Extracted records:
--- start ---

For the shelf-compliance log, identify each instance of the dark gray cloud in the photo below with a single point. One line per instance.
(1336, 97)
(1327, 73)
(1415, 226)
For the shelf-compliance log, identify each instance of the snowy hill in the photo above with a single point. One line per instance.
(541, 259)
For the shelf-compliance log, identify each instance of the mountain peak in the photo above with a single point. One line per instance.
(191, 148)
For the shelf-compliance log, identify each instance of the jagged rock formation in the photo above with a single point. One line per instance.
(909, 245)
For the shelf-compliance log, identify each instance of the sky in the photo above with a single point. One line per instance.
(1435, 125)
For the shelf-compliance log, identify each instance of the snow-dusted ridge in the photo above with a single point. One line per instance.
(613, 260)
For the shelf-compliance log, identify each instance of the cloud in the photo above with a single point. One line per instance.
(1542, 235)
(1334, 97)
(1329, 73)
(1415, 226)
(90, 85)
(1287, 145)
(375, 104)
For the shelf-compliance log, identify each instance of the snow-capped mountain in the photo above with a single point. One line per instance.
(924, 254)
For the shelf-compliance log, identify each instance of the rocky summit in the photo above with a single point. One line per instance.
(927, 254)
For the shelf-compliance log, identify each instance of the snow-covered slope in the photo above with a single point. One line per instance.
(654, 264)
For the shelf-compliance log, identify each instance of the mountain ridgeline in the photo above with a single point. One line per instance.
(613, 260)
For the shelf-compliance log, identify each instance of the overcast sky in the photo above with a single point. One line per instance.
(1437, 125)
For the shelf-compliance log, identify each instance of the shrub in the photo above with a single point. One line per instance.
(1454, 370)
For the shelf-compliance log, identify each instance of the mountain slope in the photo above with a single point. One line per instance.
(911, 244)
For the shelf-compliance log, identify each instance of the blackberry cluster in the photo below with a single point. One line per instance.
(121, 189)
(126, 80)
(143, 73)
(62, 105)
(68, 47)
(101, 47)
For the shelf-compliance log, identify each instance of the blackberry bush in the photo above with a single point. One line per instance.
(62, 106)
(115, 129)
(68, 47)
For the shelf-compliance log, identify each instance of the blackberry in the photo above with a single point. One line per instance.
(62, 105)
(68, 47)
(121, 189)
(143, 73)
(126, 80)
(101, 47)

--- end ---

What is being asked:
Would you reproduce the material above in full, exactly as given?

Exercise response:
For the shelf-compliance log, identify each instance of the dark gray cloud in the photo below with a single point. One line per instance.
(1336, 97)
(1327, 73)
(1415, 226)
For the shelf-compliance log, identify each instance of the snowy hill in the photo above with a single point. One line per instance.
(541, 259)
For the shelf-compliance log, identify each instance of the mountain peak in the photo above with a single point. One line per instance.
(191, 148)
For the shelf-compliance log, identify each instance of the jagged rock formation in the photo above with a single point. One line per instance.
(909, 245)
For the shelf-compliance log, identify each instance of the sky in the photo above with a single point. One line per instance.
(1435, 125)
For the shelf-compliance log, identify each instance of the snow-dusted ridge in the photo above with a single point. One line per instance.
(613, 260)
For the shelf-compliance log, identify each instance of the cloud in the photo above with a single point. One line per instance.
(1542, 235)
(1334, 97)
(1329, 73)
(1415, 226)
(90, 85)
(1287, 145)
(375, 104)
For the shelf-compliance log, identify each instance of the snow-capped mountain in the photo above with a single point. One line per instance.
(924, 254)
For the shelf-compliance log, identify each instance of the rocky summit in the photo above with a single point. One line per instance.
(927, 254)
For the shelf-compliance log, identify each instance of the snow-covered slope in the photo above with a single point. One line per instance.
(654, 264)
For the shelf-compliance log, identify each instance of the mountain ridgeline in the photo above with a single point. One line per instance.
(613, 260)
For the shelf-compliance log, identify each instance of the overcast sky in the photo above with a single point. One line per instance.
(1437, 125)
For the shelf-compliance log, identify each instance of the shrub in the photo above with a single point. One line per instance.
(1454, 370)
For the shelf-compliance log, identify each instance of the mountain slope in the photo above with a single point. One line per instance.
(911, 244)
For the shelf-compliance log, identify each instance of the blackberry cluster in the photo below with a single point. One line per instance.
(121, 189)
(126, 80)
(143, 73)
(62, 105)
(68, 47)
(101, 47)
For the shelf-compliance log, identify each instance of the blackberry bush in the photo above with a single point. One line per instance.
(62, 106)
(115, 129)
(68, 47)
For the shelf-compliance log, identify each instance of the blackberry in the photo above with a single point. One line per instance.
(62, 105)
(68, 47)
(121, 189)
(143, 73)
(126, 80)
(101, 47)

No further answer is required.